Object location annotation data
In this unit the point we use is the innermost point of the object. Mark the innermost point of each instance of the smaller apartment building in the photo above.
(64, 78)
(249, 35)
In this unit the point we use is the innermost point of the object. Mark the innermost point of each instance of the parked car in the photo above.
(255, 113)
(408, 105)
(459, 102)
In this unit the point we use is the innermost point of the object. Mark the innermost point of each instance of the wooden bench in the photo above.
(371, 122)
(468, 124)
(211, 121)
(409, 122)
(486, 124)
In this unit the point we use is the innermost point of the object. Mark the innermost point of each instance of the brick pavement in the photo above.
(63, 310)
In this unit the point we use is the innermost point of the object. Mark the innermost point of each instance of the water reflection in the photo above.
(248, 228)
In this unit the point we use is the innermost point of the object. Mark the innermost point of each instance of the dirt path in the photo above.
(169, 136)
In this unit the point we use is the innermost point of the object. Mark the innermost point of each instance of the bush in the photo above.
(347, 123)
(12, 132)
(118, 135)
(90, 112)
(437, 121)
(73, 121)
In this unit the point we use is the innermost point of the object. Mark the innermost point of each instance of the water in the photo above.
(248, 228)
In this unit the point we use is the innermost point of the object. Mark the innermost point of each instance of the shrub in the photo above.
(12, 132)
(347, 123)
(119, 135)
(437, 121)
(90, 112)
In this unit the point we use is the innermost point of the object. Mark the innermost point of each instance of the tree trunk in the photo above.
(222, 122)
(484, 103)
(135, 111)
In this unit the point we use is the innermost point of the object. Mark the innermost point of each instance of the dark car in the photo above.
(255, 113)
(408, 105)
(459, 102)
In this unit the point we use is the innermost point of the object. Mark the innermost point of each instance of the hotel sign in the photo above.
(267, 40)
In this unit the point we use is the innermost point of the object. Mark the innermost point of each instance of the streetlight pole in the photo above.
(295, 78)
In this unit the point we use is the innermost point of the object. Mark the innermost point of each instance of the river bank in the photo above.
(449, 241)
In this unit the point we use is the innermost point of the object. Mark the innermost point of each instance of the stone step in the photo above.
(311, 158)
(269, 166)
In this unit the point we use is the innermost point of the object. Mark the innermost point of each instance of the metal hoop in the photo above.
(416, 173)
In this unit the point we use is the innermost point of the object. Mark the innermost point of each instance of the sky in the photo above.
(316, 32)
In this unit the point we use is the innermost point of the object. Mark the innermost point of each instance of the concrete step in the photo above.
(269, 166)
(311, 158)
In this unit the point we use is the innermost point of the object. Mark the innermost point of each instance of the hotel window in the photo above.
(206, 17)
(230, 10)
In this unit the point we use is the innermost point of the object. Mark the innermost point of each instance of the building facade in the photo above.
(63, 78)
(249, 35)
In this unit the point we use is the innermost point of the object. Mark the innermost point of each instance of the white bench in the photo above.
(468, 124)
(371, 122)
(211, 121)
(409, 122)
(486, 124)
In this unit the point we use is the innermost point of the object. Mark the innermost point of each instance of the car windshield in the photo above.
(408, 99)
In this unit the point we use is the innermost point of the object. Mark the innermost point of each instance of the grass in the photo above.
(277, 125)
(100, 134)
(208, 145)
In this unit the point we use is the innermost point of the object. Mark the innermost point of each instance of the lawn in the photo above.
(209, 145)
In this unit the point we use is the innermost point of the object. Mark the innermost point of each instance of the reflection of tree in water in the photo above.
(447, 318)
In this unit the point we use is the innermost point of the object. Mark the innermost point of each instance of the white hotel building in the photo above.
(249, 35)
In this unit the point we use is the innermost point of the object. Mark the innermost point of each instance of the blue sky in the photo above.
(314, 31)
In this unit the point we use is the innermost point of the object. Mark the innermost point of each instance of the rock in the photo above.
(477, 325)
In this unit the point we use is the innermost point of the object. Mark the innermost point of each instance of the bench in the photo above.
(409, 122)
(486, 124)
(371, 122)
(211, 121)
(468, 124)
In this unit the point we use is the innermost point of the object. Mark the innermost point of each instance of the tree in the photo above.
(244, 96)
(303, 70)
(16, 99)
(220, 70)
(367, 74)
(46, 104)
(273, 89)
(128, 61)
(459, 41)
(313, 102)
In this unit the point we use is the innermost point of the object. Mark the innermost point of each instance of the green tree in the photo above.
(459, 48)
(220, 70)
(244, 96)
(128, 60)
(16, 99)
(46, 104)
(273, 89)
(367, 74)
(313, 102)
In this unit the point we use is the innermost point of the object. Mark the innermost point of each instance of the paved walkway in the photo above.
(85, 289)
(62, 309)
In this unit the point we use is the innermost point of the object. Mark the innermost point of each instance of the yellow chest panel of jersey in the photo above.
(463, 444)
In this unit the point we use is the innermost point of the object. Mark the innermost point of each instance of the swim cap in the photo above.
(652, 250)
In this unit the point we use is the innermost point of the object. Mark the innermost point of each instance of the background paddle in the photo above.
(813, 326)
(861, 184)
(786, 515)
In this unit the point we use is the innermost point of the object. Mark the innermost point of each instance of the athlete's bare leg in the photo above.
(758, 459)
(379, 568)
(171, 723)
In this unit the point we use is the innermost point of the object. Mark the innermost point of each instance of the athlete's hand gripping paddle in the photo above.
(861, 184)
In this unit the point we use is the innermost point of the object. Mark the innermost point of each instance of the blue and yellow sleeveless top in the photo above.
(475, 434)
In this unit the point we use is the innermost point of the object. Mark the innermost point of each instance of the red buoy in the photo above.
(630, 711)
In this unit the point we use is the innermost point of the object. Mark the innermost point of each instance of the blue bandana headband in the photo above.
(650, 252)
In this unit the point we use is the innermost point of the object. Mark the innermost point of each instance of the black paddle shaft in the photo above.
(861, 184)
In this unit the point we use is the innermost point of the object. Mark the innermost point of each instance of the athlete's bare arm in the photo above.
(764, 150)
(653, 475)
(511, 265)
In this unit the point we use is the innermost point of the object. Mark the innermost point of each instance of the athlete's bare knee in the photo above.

Exercise description: Print the material verbatim, all of it.

Answer to the problem:
In this unit the point we use is the innermost point of the object. Mark the innermost point of each instance of the smaller apartment building in the photo above.
(64, 78)
(249, 35)
In this unit the point we use is the innermost point of the object. Mark the innermost point of each instance of the parked car in the photo above.
(255, 113)
(408, 105)
(459, 102)
In this unit the point we use is the innermost point of the object. Mark the innermost point of each instance of the wooden bench in the photo above.
(371, 122)
(468, 124)
(211, 121)
(409, 122)
(486, 124)
In this unit the point we use is the innermost point of the object. Mark the innermost point of each instance of the brick pavement in the photo above.
(63, 310)
In this unit the point we use is the innermost point of the object. Mark the innermost point of each instance of the water reflection in the photo above.
(248, 228)
In this unit the point we use is the innermost point of the object. Mark the innermost point of each instance of the dirt path in the photo above.
(169, 136)
In this unit the point we use is the innermost point of the object. Mark the innermost point of each instance of the bush in the photo above.
(347, 123)
(12, 132)
(118, 135)
(90, 112)
(437, 121)
(73, 121)
In this unit the point we use is the innermost point of the object. Mark the innermost point of each instance of the water in the photo above.
(248, 228)
In this unit the point we use is the innermost point of the object. Mark the innermost point of each instance of the shrub in the photo above.
(12, 132)
(347, 123)
(119, 135)
(437, 121)
(90, 112)
In this unit the point we use is the innermost point of the object. Mark the innermost point of each instance of the tree trunk in the photo above.
(222, 122)
(484, 103)
(135, 111)
In this unit the point we use is the innermost point of the object. Mark the innermost point of each instance of the dark car in the photo above.
(255, 113)
(408, 105)
(459, 102)
In this unit the point we use is the innermost point of the object. Mark the innermost point of each instance of the hotel sign in the photo above.
(267, 40)
In this unit the point we use is the innermost point of the object. Mark the innermost point of each instance of the streetlight pole in the photo above.
(295, 78)
In this unit the point we use is the innermost point of the object. Mark the innermost point of each instance of the river bank in the photo above.
(449, 241)
In this unit the point we use is the innermost point of the object. Mark the innermost point of each instance of the stone step in the photo above.
(311, 158)
(269, 166)
In this unit the point we use is the innermost point of the object. Mark the innermost point of each instance of the metal hoop in the photo above.
(416, 173)
In this unit the point we use is the innermost point of the object. Mark the innermost point of each instance of the sky in the photo above.
(316, 32)
In this unit the point we use is the innermost point of the object. Mark the innermost point of each instance of the concrete step in the photo above.
(269, 166)
(311, 158)
In this unit the point we use is the innermost point of the object. Mark the innermost point of each instance of the hotel window in the photo above.
(206, 17)
(230, 10)
In this unit the point we use is the innermost point of the object. Mark the innermost point of each instance of the building facade in the photo above.
(63, 78)
(249, 35)
In this unit the point we use is the innermost point of the object. Mark the innermost point of each instance of the white bench in the photo above.
(468, 124)
(371, 122)
(211, 121)
(409, 122)
(486, 124)
In this unit the point we use is the innermost point of the object. Mark the innermost point of each instance of the car windshield in the photo above.
(408, 99)
In this unit the point we use is the innermost point of the object. Mark the innermost point of each instance of the grass in the photo above.
(277, 125)
(100, 134)
(208, 145)
In this unit the point we use is the innermost point of the object. Mark the innermost point of each instance of the lawn in the photo above.
(209, 145)
In this unit the point we use is the innermost point of the object. Mark the innermost point of each instance of the reflection of tree in water in the photo above.
(447, 318)
In this unit the point we use is the innermost point of the object. Mark the innermost point of each instance of the white hotel building in the photo above.
(249, 35)
In this unit the point we use is the innermost point of the object. Mark the innermost point of each instance of the blue sky in the photo above.
(314, 31)
In this unit the point we use is the innermost point of the object. Mark the innermost point of each instance of the rock in the photo above.
(477, 325)
In this unit the point we use is the innermost point of the object. Mark the innermost point of each instance of the bench in the photo above.
(409, 122)
(486, 124)
(371, 122)
(211, 121)
(468, 124)
In this unit the point we use is the innermost point of the object. Mark the innermost point of each instance of the tree in the photo above.
(244, 96)
(303, 70)
(16, 99)
(220, 70)
(367, 74)
(46, 104)
(273, 89)
(128, 61)
(459, 41)
(313, 102)
In this unit the point we use is the innermost point of the object. Mark the innermost point of each instance of the green tree in the photo above.
(459, 48)
(220, 70)
(244, 96)
(128, 60)
(16, 99)
(46, 104)
(273, 89)
(367, 74)
(313, 102)
In this unit the point we use is the innermost point of the object. Mark the innermost point of each instance of the paved walkway in the photo above.
(85, 289)
(62, 309)
In this unit the point we use is the innermost point of the object. Mark the innermost point of each instance of the yellow chest panel of jersey in the photo above.
(463, 444)
In this unit the point we use is the innermost point of the object. Mark the innermost point of each instance of the swim cap in the photo above.
(652, 250)
In this unit the point we use is the innermost point of the object. Mark the innermost point of each instance of the background paddle in the photo above.
(813, 326)
(861, 184)
(786, 515)
In this unit the point we use is the innermost point of the object. Mark the innermost point of each instance of the athlete's bare leg in the photo above.
(758, 459)
(379, 568)
(171, 723)
In this unit the point we use is the innermost point of the object. Mark the innermost point of each instance of the athlete's hand gripping paddle in the photo above.
(861, 184)
In this unit the point we use is the innermost point of the object. Mark the innermost point of each instance of the blue and yellow sleeveless top in the photo above.
(475, 434)
In this unit the point we use is the innermost point of the object. Mark the innermost point of each instance of the red buoy in the photo above.
(630, 711)
In this unit the point we use is the innermost point of the object. Mark the innermost point of each instance of the blue bandana headband in the photo above.
(650, 252)
In this unit the point we use is the innermost point of the object. Mark the innermost point of each instance of the black paddle shaft in the photo above.
(861, 184)
In this unit the point we use is the innermost point of the object. Mark the innermost point of each instance of the athlete's bare arm in the photo above.
(764, 150)
(653, 475)
(511, 265)
In this unit the point we use is the innermost point of the object. Mark the innermost point of each instance of the athlete's bare knee in the photo above.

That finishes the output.